- [Dataset entries]:

<<<<

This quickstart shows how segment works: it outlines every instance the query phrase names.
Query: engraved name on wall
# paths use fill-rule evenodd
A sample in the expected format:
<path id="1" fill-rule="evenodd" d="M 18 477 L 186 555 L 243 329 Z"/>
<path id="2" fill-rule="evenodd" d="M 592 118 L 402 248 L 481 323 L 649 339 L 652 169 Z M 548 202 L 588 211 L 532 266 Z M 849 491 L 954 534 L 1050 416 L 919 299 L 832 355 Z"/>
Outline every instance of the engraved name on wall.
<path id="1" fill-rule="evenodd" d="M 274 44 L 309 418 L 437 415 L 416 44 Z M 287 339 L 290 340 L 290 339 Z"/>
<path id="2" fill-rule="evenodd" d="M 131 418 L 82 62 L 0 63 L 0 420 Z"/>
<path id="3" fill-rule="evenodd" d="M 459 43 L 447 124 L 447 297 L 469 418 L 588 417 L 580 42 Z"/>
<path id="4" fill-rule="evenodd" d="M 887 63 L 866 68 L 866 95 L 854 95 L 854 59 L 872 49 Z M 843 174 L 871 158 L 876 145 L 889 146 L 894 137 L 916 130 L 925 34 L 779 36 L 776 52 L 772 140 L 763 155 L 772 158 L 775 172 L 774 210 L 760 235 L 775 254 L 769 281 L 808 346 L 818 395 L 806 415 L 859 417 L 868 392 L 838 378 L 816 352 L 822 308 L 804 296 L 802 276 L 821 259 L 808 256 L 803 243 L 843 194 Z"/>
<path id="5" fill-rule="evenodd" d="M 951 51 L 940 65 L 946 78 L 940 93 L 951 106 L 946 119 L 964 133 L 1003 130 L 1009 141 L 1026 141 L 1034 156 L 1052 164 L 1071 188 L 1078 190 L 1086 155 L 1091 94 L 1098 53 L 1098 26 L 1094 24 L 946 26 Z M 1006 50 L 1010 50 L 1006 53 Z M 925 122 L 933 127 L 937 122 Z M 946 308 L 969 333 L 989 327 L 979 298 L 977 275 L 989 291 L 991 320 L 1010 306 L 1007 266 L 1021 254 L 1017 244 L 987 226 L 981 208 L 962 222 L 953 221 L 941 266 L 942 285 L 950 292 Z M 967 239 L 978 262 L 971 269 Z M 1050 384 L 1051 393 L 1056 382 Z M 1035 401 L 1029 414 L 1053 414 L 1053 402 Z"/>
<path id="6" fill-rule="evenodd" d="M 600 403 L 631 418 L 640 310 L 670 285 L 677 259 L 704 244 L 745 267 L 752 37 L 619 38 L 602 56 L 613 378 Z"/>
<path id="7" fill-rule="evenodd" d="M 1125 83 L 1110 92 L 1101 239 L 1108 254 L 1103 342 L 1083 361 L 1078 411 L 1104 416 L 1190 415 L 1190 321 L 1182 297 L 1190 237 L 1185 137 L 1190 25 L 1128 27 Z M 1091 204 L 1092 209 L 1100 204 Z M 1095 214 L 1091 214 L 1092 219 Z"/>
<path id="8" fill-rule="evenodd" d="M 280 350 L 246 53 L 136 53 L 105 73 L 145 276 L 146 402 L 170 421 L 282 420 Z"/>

>>>>

- [Task instructions]: Using the listing above, please repeat every entry exactly.

- [Result of this task]:
This quickstart shows how segment works: it outlines every instance the query phrase names.
Query: engraved name on wall
# paths use fill-rule evenodd
A sample in the expected format:
<path id="1" fill-rule="evenodd" d="M 18 477 L 186 555 L 243 329 Z"/>
<path id="2" fill-rule="evenodd" d="M 592 118 L 402 248 L 481 323 L 649 339 L 652 169 Z M 548 202 L 588 211 L 532 266 Z M 849 491 L 954 534 L 1050 416 L 919 299 L 832 355 Z"/>
Outline every instance of the engraved name on wall.
<path id="1" fill-rule="evenodd" d="M 274 44 L 309 418 L 437 415 L 416 44 Z M 287 339 L 290 340 L 290 339 Z"/>
<path id="2" fill-rule="evenodd" d="M 131 418 L 82 62 L 0 63 L 0 420 Z"/>
<path id="3" fill-rule="evenodd" d="M 459 43 L 447 124 L 447 297 L 469 418 L 588 417 L 580 42 Z"/>
<path id="4" fill-rule="evenodd" d="M 887 63 L 866 68 L 866 95 L 854 95 L 854 59 L 872 49 Z M 843 174 L 871 158 L 876 145 L 889 146 L 894 137 L 916 130 L 925 34 L 779 36 L 776 52 L 772 140 L 763 155 L 772 158 L 775 172 L 774 210 L 760 235 L 775 254 L 769 281 L 808 346 L 818 395 L 806 415 L 859 417 L 868 392 L 838 378 L 816 352 L 822 308 L 804 296 L 802 276 L 821 259 L 808 256 L 803 243 L 843 194 Z"/>
<path id="5" fill-rule="evenodd" d="M 951 51 L 940 65 L 946 78 L 940 93 L 951 106 L 946 119 L 964 133 L 1003 130 L 1009 141 L 1026 141 L 1034 156 L 1052 164 L 1071 188 L 1078 190 L 1086 155 L 1091 94 L 1098 53 L 1098 26 L 1094 24 L 946 26 Z M 1006 50 L 1010 50 L 1006 53 Z M 925 122 L 933 127 L 937 122 Z M 946 308 L 969 333 L 989 327 L 979 298 L 977 275 L 989 291 L 991 320 L 1010 306 L 1007 266 L 1021 254 L 1017 244 L 987 226 L 981 208 L 962 222 L 953 221 L 941 266 L 942 285 L 950 292 Z M 967 239 L 978 262 L 971 269 Z M 1050 384 L 1051 393 L 1056 382 Z M 1035 401 L 1029 414 L 1053 414 L 1053 402 Z"/>
<path id="6" fill-rule="evenodd" d="M 600 403 L 631 418 L 640 310 L 670 285 L 677 259 L 704 244 L 745 267 L 752 37 L 619 38 L 602 56 L 613 378 Z"/>
<path id="7" fill-rule="evenodd" d="M 1125 83 L 1110 92 L 1101 239 L 1108 254 L 1103 342 L 1083 361 L 1078 411 L 1104 416 L 1190 415 L 1190 321 L 1182 297 L 1190 237 L 1185 137 L 1190 25 L 1128 27 Z M 1091 204 L 1092 209 L 1100 204 Z M 1095 214 L 1091 214 L 1092 219 Z"/>
<path id="8" fill-rule="evenodd" d="M 280 350 L 246 53 L 136 53 L 105 73 L 145 276 L 146 402 L 170 421 L 282 420 Z"/>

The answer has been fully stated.